#### PROVIDED TEXT
>>>
If you run a business as a sole proprietor under your own name, or a DBA, but have yet to legally form a business entity then you’ll want to be informed on the options available to you and their respective benefits. Forming a corporation or LLC requires some paperwork and minor fees but in most cases the effort and cost is small compared to the benefits.
Most small business owners opt to form a Limited Liability Company (LLC) because of the flexibility and simplicity that this option affords. LLCs can be structured in nearly any way seen fit by the members and changes can be made with relatively little hassle as the company grows or evolves.
Perhaps the biggest benefit of creating an LLC, as opposed to a sole proprietorship or general partnership, is that your personal assets will be protected. Your home, for example, could not be sought by creditors to pay outstanding business debts.
Although other types of corporations will also allow you to limit personal liability, one advantage of an LLC is that business tax liabilities are passed through to members and the business itself is not taxed. The tax benefits, coupled with the simplicity and flexibility, make an LLC a great option for any company that plans to keep ownership restricted to a relatively small number of individuals.
<<<
#### PROBLEM 1
Rewrite the text on forming an LLC from "If you run a" up to and including "grows or evolves.", replacing "paperwork" with "filings".
#### PROBLEM 2
Answer these from the text on forming an LLC:
(a) What does forming a corporation or LLC require?
(b) What example is given of something creditors could not go after to pay business debts?
(c) In an LLC, who are business tax liabilities passed through to?
#### PROBLEM 3
List every business ownership structure the text on forming an LLC names, not counting operating under a DBA.
Answer using only the text on forming an LLC.

#### ITEMS
>>>
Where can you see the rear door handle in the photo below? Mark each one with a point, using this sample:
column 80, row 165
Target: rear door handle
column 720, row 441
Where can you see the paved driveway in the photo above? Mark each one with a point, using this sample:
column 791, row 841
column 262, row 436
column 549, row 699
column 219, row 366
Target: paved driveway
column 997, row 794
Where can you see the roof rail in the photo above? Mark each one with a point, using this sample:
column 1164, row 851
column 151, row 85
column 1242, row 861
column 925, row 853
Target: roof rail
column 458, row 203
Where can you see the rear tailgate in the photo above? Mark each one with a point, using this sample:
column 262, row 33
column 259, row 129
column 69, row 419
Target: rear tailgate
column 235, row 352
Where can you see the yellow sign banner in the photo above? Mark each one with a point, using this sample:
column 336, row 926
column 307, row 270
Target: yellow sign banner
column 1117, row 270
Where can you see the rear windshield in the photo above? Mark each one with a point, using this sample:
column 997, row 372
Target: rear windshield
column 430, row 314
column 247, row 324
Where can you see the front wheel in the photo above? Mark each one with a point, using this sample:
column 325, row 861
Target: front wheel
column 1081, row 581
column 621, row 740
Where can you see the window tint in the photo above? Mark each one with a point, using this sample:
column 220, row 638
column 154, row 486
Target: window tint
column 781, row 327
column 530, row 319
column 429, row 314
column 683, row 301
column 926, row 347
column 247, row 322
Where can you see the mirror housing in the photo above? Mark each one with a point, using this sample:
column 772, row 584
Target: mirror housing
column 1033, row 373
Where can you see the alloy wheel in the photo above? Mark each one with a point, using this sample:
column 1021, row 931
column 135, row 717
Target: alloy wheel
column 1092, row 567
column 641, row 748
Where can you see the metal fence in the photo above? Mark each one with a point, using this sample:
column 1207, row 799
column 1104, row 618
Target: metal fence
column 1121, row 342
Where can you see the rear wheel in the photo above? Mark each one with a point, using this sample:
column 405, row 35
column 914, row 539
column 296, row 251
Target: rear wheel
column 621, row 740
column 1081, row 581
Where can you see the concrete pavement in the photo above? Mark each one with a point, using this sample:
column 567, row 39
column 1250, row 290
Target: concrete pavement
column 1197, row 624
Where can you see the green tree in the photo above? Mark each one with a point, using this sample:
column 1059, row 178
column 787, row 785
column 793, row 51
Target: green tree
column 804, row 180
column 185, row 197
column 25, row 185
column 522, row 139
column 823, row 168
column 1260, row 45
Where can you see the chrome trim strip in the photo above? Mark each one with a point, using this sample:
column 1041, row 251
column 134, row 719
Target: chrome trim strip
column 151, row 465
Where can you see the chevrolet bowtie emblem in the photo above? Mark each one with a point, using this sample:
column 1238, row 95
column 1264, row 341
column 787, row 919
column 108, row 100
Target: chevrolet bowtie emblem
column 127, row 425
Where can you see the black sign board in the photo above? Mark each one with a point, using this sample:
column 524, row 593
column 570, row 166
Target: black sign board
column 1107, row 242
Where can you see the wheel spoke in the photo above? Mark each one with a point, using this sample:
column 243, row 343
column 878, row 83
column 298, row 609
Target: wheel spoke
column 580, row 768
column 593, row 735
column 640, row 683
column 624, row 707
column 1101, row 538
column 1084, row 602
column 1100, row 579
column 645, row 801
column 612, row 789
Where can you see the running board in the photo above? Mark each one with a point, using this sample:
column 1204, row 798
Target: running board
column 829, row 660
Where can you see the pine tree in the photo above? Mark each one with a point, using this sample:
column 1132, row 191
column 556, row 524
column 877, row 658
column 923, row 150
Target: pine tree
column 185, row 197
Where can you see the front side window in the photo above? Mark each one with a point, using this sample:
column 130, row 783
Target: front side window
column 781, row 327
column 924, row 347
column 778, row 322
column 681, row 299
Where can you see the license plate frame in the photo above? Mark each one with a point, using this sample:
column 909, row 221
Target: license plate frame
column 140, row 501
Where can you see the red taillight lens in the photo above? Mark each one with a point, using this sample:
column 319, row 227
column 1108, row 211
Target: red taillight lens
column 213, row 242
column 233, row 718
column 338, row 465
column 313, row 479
<<<
#### WRITTEN RESPONSE 1
If you run a business as a sole proprietor under your own name, or a DBA, but have yet to legally form a business entity then you’ll want to be informed on the options available to you and their respective benefits. Forming a corporation or LLC requires some filings and minor fees but in most cases the effort and cost is small compared to the benefits.
Most small business owners opt to form a Limited Liability Company (LLC) because of the flexibility and simplicity that this option affords. LLCs can be structured in nearly any way seen fit by the members and changes can be made with relatively little hassle as the company grows or evolves.

#### WRITTEN RESPONSE 2
(a) Some paperwork and minor fees.
(b) Your home.
(c) The members.

#### WRITTEN RESPONSE 3
- Sole proprietorship
- Limited Liability Company (LLC)
- Corporation
- General partnership